#### Work to complete
[a] Answer these questions about the blog post on The Nick Adams Stories below:
(i) Who gave the writer the book, and for which birthday?
(ii) What lies downriver from Nick's camp in "Big Two-Hearted River"?
(iii) Who wrote the preface to the collection?
[b] Carry on the blog post about The Nick Adams Stories, picking up after its last sentence.

#### Supplied passage
====================

Tuesday, December 09, 2008

Nick Adams

I just finished reading The Nick Adams Stories, by Ernest Hemingway. My roommate got it for me, along with two other "manly" books of short stories, for my 29th birthday. (Thanks Steve!)

Man, what a book. I've read some Hemingway before—I guess just The Sun Also Rises, though maybe another; I forget—but this one really bowled me over. I know it's probably cliched and old-news to say, but reading this book really has revolutionized how I think about short stories.

One story, "Big Two-Hearted River," particularly struck me. Not much happens in it. Nick Adams gets off a train in some burned-over country, and then hikes into unburned country near the river where he makes camp. He cooks, he thinks about a friend, and the next day he fishes.

All the while, downriver, there's a swamp. Nick kind of warily eyes the swamp out of the corner of his mind. In the preface to the collection, Philip Young writes of this story that, "Put where it goes chronologically, following the stories of World War I, its submerged tensions—the impression that Nick is exorcising some nameless anxiety—become perfectly understandable."

One of the things in the story that resonated with me was how, at Nick's camp, his mood seems balanced on some sort of knife edge. I know that feeling, the feeling of taking pleasure in some simple thing one is doing while at the same time it all seems very fragile and about to tip over.

====================

[Stored data]
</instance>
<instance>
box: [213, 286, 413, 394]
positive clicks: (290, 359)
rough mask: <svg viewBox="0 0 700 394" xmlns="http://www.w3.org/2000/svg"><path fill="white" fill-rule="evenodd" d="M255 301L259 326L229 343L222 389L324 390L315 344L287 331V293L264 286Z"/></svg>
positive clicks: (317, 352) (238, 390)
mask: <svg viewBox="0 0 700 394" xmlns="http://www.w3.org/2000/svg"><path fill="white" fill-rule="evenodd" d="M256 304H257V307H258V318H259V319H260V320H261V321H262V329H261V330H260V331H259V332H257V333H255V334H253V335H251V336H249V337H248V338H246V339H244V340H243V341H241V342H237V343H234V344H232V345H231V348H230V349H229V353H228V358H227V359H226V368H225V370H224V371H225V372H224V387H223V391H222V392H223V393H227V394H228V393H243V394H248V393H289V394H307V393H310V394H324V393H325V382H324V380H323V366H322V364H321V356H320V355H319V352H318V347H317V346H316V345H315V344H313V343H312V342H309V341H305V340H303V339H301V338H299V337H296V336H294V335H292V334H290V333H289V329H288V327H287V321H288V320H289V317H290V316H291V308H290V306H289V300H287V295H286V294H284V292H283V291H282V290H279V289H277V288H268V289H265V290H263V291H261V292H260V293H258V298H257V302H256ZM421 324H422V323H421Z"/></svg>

====================

#### Answers by task
[a]
(i) The writer's roommate, Steve, for the writer's 29th birthday.
(ii) A swamp.
(iii) Philip Young.

[b]
Hemingway writes:
He started a fire with some chunks of pine he got with the ax from a stump. Over the fire he stuck a wire grill, pushing the four legs down into the ground with his boot. Nick put the frying pan on the grill over the flames. He was hungrier. The beans and spaghetti warmed. Nick stirred them and mixed them together. They began to bubble, making little bubbles that rose with difficulty to the surface. There was a good smell. Nick got out a bottle of tomato catchup and cut four slices of bread. The little bubbles were coming faster now. Nick sat down beside the fire and lifted the frying pan off. He poured about half the contents out into the tin plate. It spread slowly on the plate. Nick knew it was too hot. He poured on some tomato catchup. He knew the beans and spaghetti were still too hot. He looked at the fire, then at the tent, he was not going to spoil it all by burning his tongue. For years he had never enjoyed fried bananas because he had never been able to wait for them to cool. His tongue was very sensitive. He was very hungry. Across the river in the swamp, in the almost dark, he saw a mist rising. He looked at the tent once more. All right. He took a full spoonful from the plate.
I don't know. I remember, as I said earlier in these pages, walking down the street feeling good and then catching myself. Trying to order everything, turn on a dime, precision. Balancing.

1 comment:

Jake Freedom said...

Mmm. Yeah.

I like that. Hemingway is definitely my favorite fiction writer. He is so careful with his words, and he writes in the exact way that my mind thinks.

Good stuff.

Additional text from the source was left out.